• Task brief: The entries should each be set down again precisely.

• Records for the exercise:
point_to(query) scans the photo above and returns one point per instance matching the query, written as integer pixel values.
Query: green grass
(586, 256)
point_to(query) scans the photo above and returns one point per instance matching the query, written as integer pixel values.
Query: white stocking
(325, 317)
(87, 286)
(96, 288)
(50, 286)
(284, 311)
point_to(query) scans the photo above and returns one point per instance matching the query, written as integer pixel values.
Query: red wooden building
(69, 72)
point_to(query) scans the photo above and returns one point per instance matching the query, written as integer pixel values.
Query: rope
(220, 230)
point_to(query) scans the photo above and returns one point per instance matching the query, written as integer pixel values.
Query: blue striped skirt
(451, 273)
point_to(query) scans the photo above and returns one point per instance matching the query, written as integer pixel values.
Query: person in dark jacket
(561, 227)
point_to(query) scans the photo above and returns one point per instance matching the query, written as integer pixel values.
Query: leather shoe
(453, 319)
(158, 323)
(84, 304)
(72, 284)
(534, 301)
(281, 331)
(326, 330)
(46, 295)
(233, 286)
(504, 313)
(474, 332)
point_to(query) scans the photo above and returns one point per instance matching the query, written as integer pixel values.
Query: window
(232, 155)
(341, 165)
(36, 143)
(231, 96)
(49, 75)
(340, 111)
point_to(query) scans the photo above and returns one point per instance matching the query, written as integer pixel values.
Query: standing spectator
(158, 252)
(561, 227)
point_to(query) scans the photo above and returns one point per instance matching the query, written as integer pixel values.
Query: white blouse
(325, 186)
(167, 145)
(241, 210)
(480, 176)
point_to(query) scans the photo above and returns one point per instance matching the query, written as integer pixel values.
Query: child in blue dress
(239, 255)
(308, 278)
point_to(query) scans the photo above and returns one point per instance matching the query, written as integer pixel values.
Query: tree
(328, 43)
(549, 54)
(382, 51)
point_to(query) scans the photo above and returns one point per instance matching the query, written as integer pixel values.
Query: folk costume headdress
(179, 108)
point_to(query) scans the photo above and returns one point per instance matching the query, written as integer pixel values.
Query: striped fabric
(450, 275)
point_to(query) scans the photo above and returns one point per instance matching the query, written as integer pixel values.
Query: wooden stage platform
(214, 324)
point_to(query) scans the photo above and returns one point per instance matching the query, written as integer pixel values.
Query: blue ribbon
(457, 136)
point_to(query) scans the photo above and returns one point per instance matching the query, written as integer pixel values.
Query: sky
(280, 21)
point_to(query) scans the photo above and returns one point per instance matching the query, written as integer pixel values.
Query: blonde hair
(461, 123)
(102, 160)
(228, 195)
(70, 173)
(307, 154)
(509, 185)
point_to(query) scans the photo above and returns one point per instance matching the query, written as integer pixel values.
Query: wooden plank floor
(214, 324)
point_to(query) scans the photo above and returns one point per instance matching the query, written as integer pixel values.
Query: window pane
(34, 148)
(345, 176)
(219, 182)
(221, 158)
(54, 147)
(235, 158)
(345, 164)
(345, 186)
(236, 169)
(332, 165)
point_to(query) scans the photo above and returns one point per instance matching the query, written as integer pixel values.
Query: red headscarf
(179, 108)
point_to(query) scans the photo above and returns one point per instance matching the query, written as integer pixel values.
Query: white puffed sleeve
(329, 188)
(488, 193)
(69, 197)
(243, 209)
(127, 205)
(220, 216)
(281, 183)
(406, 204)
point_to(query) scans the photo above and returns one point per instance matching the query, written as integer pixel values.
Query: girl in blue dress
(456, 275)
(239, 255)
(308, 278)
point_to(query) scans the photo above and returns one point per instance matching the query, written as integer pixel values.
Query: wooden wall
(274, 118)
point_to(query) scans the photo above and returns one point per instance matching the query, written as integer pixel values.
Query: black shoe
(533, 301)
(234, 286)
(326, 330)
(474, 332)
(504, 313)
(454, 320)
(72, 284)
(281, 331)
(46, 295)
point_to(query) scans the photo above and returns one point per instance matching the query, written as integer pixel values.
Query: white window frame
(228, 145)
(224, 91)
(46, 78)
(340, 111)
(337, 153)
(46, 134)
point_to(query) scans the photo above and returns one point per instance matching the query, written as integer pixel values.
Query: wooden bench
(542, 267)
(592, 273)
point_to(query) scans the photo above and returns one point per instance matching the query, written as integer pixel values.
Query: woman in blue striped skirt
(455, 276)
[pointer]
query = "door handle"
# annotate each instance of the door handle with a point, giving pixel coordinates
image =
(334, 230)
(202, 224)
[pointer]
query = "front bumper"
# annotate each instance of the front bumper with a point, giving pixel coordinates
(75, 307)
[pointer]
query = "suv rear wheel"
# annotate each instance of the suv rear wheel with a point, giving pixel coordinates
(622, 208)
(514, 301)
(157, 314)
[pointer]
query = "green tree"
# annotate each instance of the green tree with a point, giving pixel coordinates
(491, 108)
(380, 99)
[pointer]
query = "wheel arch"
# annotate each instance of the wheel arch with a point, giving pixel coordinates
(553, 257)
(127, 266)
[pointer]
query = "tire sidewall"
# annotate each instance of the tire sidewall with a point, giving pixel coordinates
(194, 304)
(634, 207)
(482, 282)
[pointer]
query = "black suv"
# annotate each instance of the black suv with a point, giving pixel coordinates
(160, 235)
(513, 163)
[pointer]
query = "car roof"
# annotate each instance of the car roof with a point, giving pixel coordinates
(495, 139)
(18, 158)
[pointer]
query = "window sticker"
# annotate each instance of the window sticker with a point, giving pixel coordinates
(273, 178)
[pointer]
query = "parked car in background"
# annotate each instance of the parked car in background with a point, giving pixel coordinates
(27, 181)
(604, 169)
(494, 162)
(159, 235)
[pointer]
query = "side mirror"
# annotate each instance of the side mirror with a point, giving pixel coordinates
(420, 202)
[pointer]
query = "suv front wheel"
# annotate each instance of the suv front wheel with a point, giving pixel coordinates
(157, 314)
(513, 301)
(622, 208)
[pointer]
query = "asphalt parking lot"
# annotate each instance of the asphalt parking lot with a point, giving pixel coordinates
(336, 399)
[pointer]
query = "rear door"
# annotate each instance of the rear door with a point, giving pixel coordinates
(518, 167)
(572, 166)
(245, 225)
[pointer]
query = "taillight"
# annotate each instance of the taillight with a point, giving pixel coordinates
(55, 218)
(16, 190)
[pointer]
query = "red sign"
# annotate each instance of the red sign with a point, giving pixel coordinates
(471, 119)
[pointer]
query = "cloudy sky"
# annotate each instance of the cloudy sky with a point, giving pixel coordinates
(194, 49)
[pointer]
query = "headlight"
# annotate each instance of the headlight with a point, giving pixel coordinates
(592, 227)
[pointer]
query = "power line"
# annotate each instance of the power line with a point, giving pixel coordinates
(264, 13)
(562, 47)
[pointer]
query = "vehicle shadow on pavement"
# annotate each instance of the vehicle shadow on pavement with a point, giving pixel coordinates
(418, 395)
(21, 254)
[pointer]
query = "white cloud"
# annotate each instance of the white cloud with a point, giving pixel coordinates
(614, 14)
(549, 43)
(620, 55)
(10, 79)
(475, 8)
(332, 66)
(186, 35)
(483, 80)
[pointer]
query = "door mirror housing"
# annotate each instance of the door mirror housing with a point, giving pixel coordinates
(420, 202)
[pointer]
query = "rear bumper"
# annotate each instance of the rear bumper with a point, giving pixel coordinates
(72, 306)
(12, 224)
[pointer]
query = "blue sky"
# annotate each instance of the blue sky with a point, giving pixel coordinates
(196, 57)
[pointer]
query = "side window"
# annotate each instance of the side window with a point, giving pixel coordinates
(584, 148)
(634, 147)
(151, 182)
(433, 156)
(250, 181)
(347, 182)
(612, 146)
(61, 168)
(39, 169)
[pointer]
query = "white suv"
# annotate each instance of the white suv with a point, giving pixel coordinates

• Exercise result:
point_to(query) scans the photo above and returns one point per instance matching the query, written as integer pixel values.
Query: green grass
(586, 256)
point_to(query) scans the photo above and returns one point per instance matching the query, written as integer pixel values.
Query: white stocking
(325, 317)
(87, 286)
(96, 288)
(50, 286)
(284, 311)
point_to(query) scans the photo above and returns one point per instance matching the query, written as integer pixel values.
Query: red wooden building
(69, 72)
point_to(query) scans the photo above and returns one point per instance matching the query, written as integer pixel values.
Query: rope
(220, 230)
point_to(query) scans the photo above and returns one point per instance matching the query, written as integer pixel values.
Query: blue striped skirt
(451, 273)
point_to(query) scans the photo above and returns one point per instance matching the query, written as integer pixel values.
Query: person in dark jacket
(561, 227)
point_to(query) scans the photo above and returns one point per instance matching the query, written as integer pixel values.
Query: leather shoe
(453, 319)
(158, 323)
(84, 304)
(72, 284)
(534, 301)
(281, 331)
(326, 330)
(46, 295)
(233, 286)
(504, 313)
(474, 332)
point_to(query) scans the photo above and returns one point per instance matching the query, written as integer pixel values.
Query: window
(232, 155)
(341, 165)
(36, 143)
(231, 96)
(49, 75)
(340, 111)
point_to(query) scans the photo above and returns one point per instance matching the query, written as integer pixel values.
Query: standing spectator
(158, 252)
(561, 227)
point_to(query) scans the photo above and returns one point per instance matching the query, written as integer pixel values.
Query: white blouse
(325, 186)
(167, 145)
(241, 210)
(480, 176)
point_to(query) scans the photo above and returns one point per instance matching the query, written as integer pixel values.
Query: child in blue dress
(239, 255)
(308, 278)
point_to(query) scans the photo above and returns one point per instance matching the query, written as integer pixel values.
Query: tree
(328, 43)
(549, 54)
(382, 51)
point_to(query) scans the photo above and returns one point per instance matching the query, written as integer pixel values.
Query: folk costume headdress
(179, 108)
point_to(query) scans the photo above and returns one point per instance matching the query, written as integer pixel values.
Query: striped fabric
(450, 275)
point_to(query) scans the photo above and returns one point per instance matching the query, written as integer pixel values.
Query: wooden stage platform
(214, 324)
point_to(query) scans the photo above and returns one point per instance matching the query, written as integer pixel values.
Query: blue ribbon
(457, 136)
point_to(query) scans the photo above and returns one point per instance matching the query, written as integer pixel values.
Query: sky
(280, 21)
point_to(query) scans the photo above and returns one point per instance matching the query, written as integer pixel values.
Query: blonde hair
(461, 123)
(102, 160)
(228, 195)
(70, 173)
(307, 154)
(509, 185)
point_to(query) scans the photo above and returns one point per instance matching the query, written as integer pixel values.
Query: wooden plank floor
(214, 324)
point_to(query) scans the photo above and returns one point per instance matching the query, written as integer pixel values.
Query: window pane
(34, 148)
(345, 176)
(219, 182)
(221, 158)
(54, 147)
(235, 158)
(345, 164)
(345, 186)
(236, 169)
(332, 165)
point_to(query) scans the photo above and returns one point per instance matching the query, written as integer pixel values.
Query: red headscarf
(179, 108)
point_to(query) scans the photo above and returns one point per instance matching the query, written as integer pixel values.
Query: white puffed sleeve
(329, 188)
(488, 193)
(69, 197)
(243, 209)
(127, 205)
(220, 216)
(281, 183)
(406, 204)
point_to(query) scans the photo above and returns one point per instance matching the query, written as integer pixel values.
Query: girl in blue dress
(456, 275)
(239, 255)
(308, 278)
point_to(query) scans the photo above and returns one point per instance matching the query, written as integer pixel values.
Query: wooden wall
(274, 118)
point_to(query) scans the photo above and returns one point per instance matching the query, written as integer pixel values.
Query: black shoe
(533, 301)
(234, 286)
(326, 330)
(474, 332)
(504, 313)
(454, 320)
(72, 284)
(281, 331)
(46, 295)
point_to(query) scans the photo above and returns one point per instance matching the query, written as integer pixel values.
Query: white window frame
(228, 145)
(224, 91)
(46, 78)
(340, 111)
(337, 153)
(46, 134)
point_to(query) scans the photo above and returns one point per instance matching the query, written as integer pixel values.
Query: wooden bench
(542, 267)
(592, 273)
point_to(query) scans the photo above and returns one point per instance matching the query, written as integer pixel values.
Query: woman in blue striped skirt
(455, 276)
[pointer]
query = "door handle"
# annotate each instance of the door handle with a point, giving pixel coordinates
image =
(334, 230)
(202, 224)
[pointer]
query = "front bumper"
# annotate each instance of the front bumper with a point, giving pixel coordinates
(75, 307)
[pointer]
query = "suv rear wheel"
# annotate each instance of the suv rear wheel with a point, giving pixel coordinates
(622, 208)
(514, 301)
(157, 314)
[pointer]
query = "green tree"
# annotate each instance of the green tree with a point, giving pixel coordinates
(491, 108)
(380, 99)
[pointer]
query = "wheel arch"
# annotate each instance of the wheel arch with a point, giving pixel coordinates
(553, 257)
(127, 266)
[pointer]
query = "tire sidewall"
# annotate each instance of the tire sidewall with a point, giving pixel coordinates
(194, 304)
(634, 207)
(482, 282)
[pointer]
query = "black suv"
# annotate each instance of the black suv with a point, giving pixel coordinates
(160, 235)
(513, 163)
[pointer]
query = "car roof"
# annotate each instance of the car roof with a point, giving pixel coordinates
(495, 139)
(18, 158)
[pointer]
query = "window sticker"
# annotate each instance of the window sticker with a point, giving pixel coordinates
(273, 178)
[pointer]
query = "parked car in background"
# annotate each instance of the parked car in background with a point, giving pixel coordinates
(27, 181)
(604, 169)
(494, 162)
(159, 235)
[pointer]
query = "side mirror"
# annotate each instance of the side mirror with a point, giving pixel coordinates
(420, 202)
[pointer]
query = "suv front wheel"
# annotate each instance of the suv front wheel with a point, giving pixel coordinates
(157, 314)
(513, 301)
(622, 208)
[pointer]
query = "asphalt parking lot"
# annotate each instance of the asphalt parking lot with a point, giving pixel coordinates
(336, 399)
[pointer]
query = "rear door"
# annotate each instance of the rear door with a point, giving pixel coordinates
(518, 167)
(572, 166)
(245, 225)
[pointer]
query = "taillight"
# annotate each instance of the taillight with a point, giving pixel coordinates
(55, 218)
(16, 190)
[pointer]
query = "red sign"
# annotate each instance of the red sign with a point, giving pixel coordinates
(471, 119)
[pointer]
query = "cloudy sky"
# annotate each instance of the cloudy sky with a point, giving pixel coordinates
(194, 49)
[pointer]
query = "headlight"
# annotate each instance of the headlight with a point, giving pixel coordinates
(592, 227)
[pointer]
query = "power line"
# annotate each instance of the power line with a point, giving pixel coordinates
(264, 13)
(562, 47)
[pointer]
query = "vehicle shadow on pavement"
# annotate each instance of the vehicle shadow on pavement with a point, giving pixel coordinates
(418, 395)
(21, 254)
[pointer]
query = "white cloud"
# annotate each instance of the white cloud with a point, giving pixel coordinates
(614, 14)
(549, 43)
(620, 55)
(10, 79)
(475, 8)
(332, 66)
(186, 35)
(483, 80)
[pointer]
query = "door mirror housing"
# annotate each instance of the door mirror housing with a point, giving pixel coordinates
(420, 202)
[pointer]
query = "rear bumper"
# annotate each instance of the rear bumper with a point, giving pixel coordinates
(72, 306)
(12, 224)
[pointer]
query = "blue sky"
# annotate each instance of the blue sky with a point, giving pixel coordinates
(196, 57)
[pointer]
query = "side window"
# annotate each instance of the side window with a point, giving pixel coordinates
(584, 148)
(634, 147)
(151, 182)
(433, 156)
(250, 181)
(347, 182)
(612, 146)
(61, 168)
(39, 169)
[pointer]
query = "white suv"
# annotate each instance of the white suv with a point, giving pixel coordinates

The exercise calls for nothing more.